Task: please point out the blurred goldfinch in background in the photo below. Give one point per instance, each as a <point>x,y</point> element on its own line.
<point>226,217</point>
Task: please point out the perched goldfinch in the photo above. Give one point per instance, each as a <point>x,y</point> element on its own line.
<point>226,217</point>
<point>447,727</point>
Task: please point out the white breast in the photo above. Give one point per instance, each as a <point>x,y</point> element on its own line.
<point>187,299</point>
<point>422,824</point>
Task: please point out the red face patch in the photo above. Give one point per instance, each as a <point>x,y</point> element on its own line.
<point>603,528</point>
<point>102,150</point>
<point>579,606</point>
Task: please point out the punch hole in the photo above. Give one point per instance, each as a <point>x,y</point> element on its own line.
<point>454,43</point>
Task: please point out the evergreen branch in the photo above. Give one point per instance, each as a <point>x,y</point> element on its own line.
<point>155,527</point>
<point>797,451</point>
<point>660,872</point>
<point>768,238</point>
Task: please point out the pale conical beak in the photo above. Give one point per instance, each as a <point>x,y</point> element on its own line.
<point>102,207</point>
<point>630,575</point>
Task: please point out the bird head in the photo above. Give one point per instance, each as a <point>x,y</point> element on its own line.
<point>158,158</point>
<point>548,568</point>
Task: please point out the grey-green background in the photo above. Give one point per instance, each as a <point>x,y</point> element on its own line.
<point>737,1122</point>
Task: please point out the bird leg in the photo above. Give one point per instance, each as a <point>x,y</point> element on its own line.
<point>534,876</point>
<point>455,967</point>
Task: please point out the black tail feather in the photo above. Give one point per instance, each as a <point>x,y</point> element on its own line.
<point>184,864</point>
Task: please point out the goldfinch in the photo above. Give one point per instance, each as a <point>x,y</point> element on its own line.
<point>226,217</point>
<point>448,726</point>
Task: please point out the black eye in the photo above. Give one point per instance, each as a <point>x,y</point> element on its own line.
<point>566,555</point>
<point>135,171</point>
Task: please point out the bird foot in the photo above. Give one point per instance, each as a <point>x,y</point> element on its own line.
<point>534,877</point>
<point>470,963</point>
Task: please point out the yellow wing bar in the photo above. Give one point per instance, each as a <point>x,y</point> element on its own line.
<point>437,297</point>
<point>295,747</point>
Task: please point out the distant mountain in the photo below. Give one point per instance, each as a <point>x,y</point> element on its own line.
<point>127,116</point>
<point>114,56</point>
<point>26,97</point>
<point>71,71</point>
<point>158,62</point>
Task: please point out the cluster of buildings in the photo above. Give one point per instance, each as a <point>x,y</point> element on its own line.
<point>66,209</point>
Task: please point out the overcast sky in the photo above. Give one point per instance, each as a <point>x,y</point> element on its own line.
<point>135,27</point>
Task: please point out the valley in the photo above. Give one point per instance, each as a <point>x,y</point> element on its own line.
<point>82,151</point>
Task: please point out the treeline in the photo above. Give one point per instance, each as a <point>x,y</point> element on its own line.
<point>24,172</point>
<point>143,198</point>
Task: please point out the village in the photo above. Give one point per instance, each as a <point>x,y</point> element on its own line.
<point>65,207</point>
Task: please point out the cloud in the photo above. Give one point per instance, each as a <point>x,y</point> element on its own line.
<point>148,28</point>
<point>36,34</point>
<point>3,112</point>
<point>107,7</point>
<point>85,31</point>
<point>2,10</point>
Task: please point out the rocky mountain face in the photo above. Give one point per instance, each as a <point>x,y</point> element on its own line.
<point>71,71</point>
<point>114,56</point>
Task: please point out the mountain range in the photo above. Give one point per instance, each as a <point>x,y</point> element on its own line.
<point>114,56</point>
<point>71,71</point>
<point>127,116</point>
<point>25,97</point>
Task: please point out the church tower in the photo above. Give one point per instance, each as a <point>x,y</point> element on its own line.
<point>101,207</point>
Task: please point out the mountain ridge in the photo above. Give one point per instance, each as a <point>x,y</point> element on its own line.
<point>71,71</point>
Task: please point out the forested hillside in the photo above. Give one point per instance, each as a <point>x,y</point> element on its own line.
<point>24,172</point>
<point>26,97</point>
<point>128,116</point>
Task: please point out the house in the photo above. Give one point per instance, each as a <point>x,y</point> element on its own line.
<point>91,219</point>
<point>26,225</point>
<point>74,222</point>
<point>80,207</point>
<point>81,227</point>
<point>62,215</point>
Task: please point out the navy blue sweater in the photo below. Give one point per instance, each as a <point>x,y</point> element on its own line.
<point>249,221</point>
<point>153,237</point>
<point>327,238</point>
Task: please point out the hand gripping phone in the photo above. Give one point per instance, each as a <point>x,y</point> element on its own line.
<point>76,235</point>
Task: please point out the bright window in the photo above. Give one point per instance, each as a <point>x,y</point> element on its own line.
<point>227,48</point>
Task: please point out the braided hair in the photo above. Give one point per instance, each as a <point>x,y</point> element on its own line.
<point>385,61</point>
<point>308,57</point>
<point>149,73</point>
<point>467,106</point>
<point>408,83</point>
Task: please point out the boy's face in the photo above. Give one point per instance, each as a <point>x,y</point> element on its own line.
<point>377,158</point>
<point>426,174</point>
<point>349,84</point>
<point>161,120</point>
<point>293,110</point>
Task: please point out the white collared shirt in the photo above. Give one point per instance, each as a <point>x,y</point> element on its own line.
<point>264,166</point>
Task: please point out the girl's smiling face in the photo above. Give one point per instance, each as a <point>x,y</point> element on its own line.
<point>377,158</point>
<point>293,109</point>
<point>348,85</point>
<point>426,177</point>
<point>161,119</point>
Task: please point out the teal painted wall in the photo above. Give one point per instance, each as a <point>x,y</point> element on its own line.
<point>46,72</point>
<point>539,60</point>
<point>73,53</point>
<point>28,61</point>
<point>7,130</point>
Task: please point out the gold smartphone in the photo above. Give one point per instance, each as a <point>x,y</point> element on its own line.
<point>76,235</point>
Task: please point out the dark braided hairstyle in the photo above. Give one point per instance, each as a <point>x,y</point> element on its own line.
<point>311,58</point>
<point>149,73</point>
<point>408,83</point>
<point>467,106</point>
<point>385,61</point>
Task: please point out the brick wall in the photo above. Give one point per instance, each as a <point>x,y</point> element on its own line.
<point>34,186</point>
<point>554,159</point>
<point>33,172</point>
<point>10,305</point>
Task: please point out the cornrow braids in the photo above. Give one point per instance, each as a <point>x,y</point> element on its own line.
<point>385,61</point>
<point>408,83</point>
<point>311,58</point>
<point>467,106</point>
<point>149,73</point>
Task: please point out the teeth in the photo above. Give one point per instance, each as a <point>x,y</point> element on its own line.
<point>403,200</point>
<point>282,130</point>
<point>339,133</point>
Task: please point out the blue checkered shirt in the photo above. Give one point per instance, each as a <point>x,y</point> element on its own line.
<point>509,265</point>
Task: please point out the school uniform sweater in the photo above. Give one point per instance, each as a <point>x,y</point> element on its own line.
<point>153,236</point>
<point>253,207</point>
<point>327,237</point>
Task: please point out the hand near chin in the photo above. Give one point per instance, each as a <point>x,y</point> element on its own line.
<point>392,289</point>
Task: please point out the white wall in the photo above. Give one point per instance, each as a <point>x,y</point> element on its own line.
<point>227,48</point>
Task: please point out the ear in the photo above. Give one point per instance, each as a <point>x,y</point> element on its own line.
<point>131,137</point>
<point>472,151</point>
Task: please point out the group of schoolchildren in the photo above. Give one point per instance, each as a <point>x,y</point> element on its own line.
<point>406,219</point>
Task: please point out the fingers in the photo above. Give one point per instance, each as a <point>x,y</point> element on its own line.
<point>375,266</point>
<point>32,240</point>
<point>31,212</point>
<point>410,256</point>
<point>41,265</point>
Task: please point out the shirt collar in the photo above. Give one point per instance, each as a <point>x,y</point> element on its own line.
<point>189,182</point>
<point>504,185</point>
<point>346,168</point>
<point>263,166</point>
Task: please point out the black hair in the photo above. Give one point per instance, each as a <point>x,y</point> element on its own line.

+++

Exercise instructions:
Reproduce every row above word for word, with no changes.

Response to this exercise:
Task: please point out the blurred goldfinch in background in the photo below. Give one point per instance, each as a <point>x,y</point> element on its own line.
<point>226,217</point>
Task: please point out the perched goldfinch in the photo above. Give one point per instance, each as a <point>x,y</point> element on its own line.
<point>226,217</point>
<point>447,727</point>
Task: please point out the white breast in the photo above. Give one point per instance, each as a <point>x,y</point> element on its own line.
<point>187,299</point>
<point>422,824</point>
Task: please point out the red face patch in the photo above. Give one point per instance, each as a <point>x,y</point> element on its own line.
<point>603,528</point>
<point>102,150</point>
<point>579,606</point>
Task: please point out the punch hole in the photo above. Give one point per instance, each as a <point>x,y</point> element on its own line.
<point>454,43</point>
Task: please point out the evergreen branch in the photo above. Give one point per instance, each as a <point>x,y</point> element on its own line.
<point>155,527</point>
<point>797,451</point>
<point>660,872</point>
<point>768,238</point>
Task: please point out the pale conical beak in the photo above. Give one point per instance, each as a <point>x,y</point> element on its own line.
<point>102,207</point>
<point>630,575</point>
Task: please point out the bird head in the photo above. Give one point per instance, each as a <point>x,y</point> element on its own line.
<point>158,158</point>
<point>548,568</point>
Task: please point out the grey-green background in the photo above. Give one point per instance, each as a <point>x,y</point> element on its own line.
<point>737,1122</point>
Task: please point out the bird leg in the photo above. Give one point per instance, each as a <point>x,y</point> element on its own line.
<point>534,876</point>
<point>455,967</point>
Task: please point out the black tail feather in the photo above. Give one point per instance, each as a <point>x,y</point> element on its own line.
<point>184,864</point>
Task: please point out the goldfinch in the photo above. Give one point per instance, each as a <point>x,y</point> element on its own line.
<point>226,217</point>
<point>448,726</point>
Task: please point out the black eye in the photo above. Give one point per instance, each as a <point>x,y</point> element on its own line.
<point>566,555</point>
<point>135,171</point>
Task: please point out the bird foot in the photo above. Give one point per instance, each as a <point>x,y</point> element on its own line.
<point>534,877</point>
<point>470,963</point>
Task: please point out the yellow wing bar in the photo above. Give one point per instance, each as a <point>x,y</point> element on its own line.
<point>437,297</point>
<point>295,747</point>
Task: please point out the distant mountain in the photo below. Give one point per instance, each as a <point>x,y</point> element on its own line.
<point>127,116</point>
<point>114,56</point>
<point>26,97</point>
<point>71,71</point>
<point>158,62</point>
Task: please point out the cluster of buildings in the photo above. Give one point per instance, each as a <point>x,y</point> element on its own line.
<point>66,209</point>
Task: please point out the overcast sky in the photo above. Give one point per instance, each as a <point>x,y</point> element on its own line.
<point>135,27</point>
Task: please point out the valley in the photo above. Give one point per instance, each as a <point>x,y</point> element on its own line.
<point>82,151</point>
Task: please point out the treeline in the photo above. Give one point per instance, each as a <point>x,y</point> element on its own line.
<point>24,172</point>
<point>143,198</point>
Task: please point out the village in the photo above. Give one point per instance, each as a <point>x,y</point> element on its own line.
<point>65,207</point>
Task: please point out the cloud in the photo above. Give one point per instance, each as a <point>x,y</point> element on its own line.
<point>148,28</point>
<point>36,34</point>
<point>3,112</point>
<point>107,7</point>
<point>85,31</point>
<point>2,10</point>
Task: please point out the rocky mountain face in the photo above. Give one point per instance, each as a <point>x,y</point> element on its own line.
<point>71,71</point>
<point>114,56</point>
Task: please point out the mountain range in the photo above. Give one point per instance, each as a <point>x,y</point> element on its own line.
<point>114,56</point>
<point>71,71</point>
<point>127,116</point>
<point>25,97</point>
Task: please point out the church tower in the photo above. Give one point per instance, each as a <point>x,y</point> element on its own line.
<point>101,207</point>
Task: please point out the mountain ridge in the photo above. Give one point per instance, each as a <point>x,y</point> element on its own line.
<point>71,71</point>
Task: please point out the forested hillside in the photo above. Give one point per instance, each as a <point>x,y</point> element on its own line.
<point>24,172</point>
<point>26,97</point>
<point>128,116</point>
Task: please point out the house in the photo above. Give one point per instance, each as a <point>x,y</point> element on its own line.
<point>91,219</point>
<point>26,225</point>
<point>74,222</point>
<point>80,207</point>
<point>81,227</point>
<point>62,215</point>
Task: please point out the navy blue sweater in the photo below. Give one point per instance, each as a <point>x,y</point> element on its own line.
<point>249,221</point>
<point>153,237</point>
<point>327,238</point>
Task: please point out the hand gripping phone in the photo above. Give one point per instance, each as a <point>x,y</point> element on its own line.
<point>76,235</point>
Task: please point out the bright window in the photo above. Give one point per instance, each as a <point>x,y</point> element on its own line.
<point>227,48</point>
Task: please point out the braided hair in the photo above. Give one point per instance, each as a <point>x,y</point> element on its own line.
<point>385,61</point>
<point>308,57</point>
<point>149,73</point>
<point>467,106</point>
<point>408,83</point>
Task: please point out the boy's face in the photo above. Give one point per instance, each as a <point>x,y</point> element on its own line.
<point>377,158</point>
<point>426,174</point>
<point>349,84</point>
<point>161,120</point>
<point>293,110</point>
Task: please point out the white collared shirt in the photo above. Give one point per instance, each as a <point>x,y</point> element on its own line.
<point>264,166</point>
Task: please point out the girl's smiling face in the photo above. Give one point per instance, each as a <point>x,y</point> element on its own line.
<point>377,158</point>
<point>293,109</point>
<point>348,85</point>
<point>426,177</point>
<point>161,119</point>
Task: please point out the teal painted wall in the photo above. Give one point per instance, each as a <point>x,y</point> element on its own line.
<point>46,72</point>
<point>539,60</point>
<point>73,53</point>
<point>28,61</point>
<point>7,130</point>
Task: please point out the gold smartphone in the photo above. Give one point per instance, each as a <point>x,y</point> element on its own line.
<point>76,235</point>
Task: please point out the dark braided hairstyle in the photo above. Give one point per instance, each as a <point>x,y</point> element on its own line.
<point>311,58</point>
<point>149,73</point>
<point>408,83</point>
<point>467,106</point>
<point>385,61</point>
Task: please point out the brick wall in the photo above. Give one point per instance, each as a <point>x,y</point> element on its own line.
<point>34,186</point>
<point>554,159</point>
<point>33,172</point>
<point>10,305</point>
Task: please point out the cornrow braids in the photo above. Give one point per instance, each as a <point>x,y</point> element on its own line.
<point>385,61</point>
<point>408,83</point>
<point>311,58</point>
<point>467,106</point>
<point>149,73</point>
Task: please point out the teeth in the photo above. Give one point per instance, each as a <point>x,y</point> element on its own line.
<point>403,200</point>
<point>282,130</point>
<point>339,133</point>
Task: please point out the blue checkered shirt in the photo above. Give one point per instance, each as a <point>x,y</point> element on its own line.
<point>509,265</point>
Task: please point out the school uniform sweater in the photo above. Give one point per instance, each as a <point>x,y</point> element on its own line.
<point>153,236</point>
<point>253,207</point>
<point>327,237</point>
Task: please point out the hand near chin in the photo above. Give one point per instance, each as a <point>x,y</point> element on its own line.
<point>392,289</point>
Task: please point out the white wall in the photo above. Give one point per instance, each as a <point>x,y</point> element on its own line.
<point>227,48</point>
Task: please point out the ear in the photo above. Give one point per instance, each as a <point>x,y</point> element on its own line.
<point>131,137</point>
<point>472,151</point>
Task: please point out the group of schoolchildren in the photo above. Give one point per instance, each as a <point>x,y</point> element on its own line.
<point>406,219</point>
Task: please point out the fingers in the photo above. Give one point per instance, each as a <point>x,y</point> element on its own line.
<point>375,266</point>
<point>32,240</point>
<point>31,212</point>
<point>410,256</point>
<point>41,265</point>
Task: please point out the shirt collar in the photo above. Give one point per instance, each as a <point>x,y</point> element on its own line.
<point>189,182</point>
<point>504,185</point>
<point>346,168</point>
<point>263,166</point>
Task: please point out the black hair in the photo above. Give one point per instance, each as a <point>x,y</point> element on its own line.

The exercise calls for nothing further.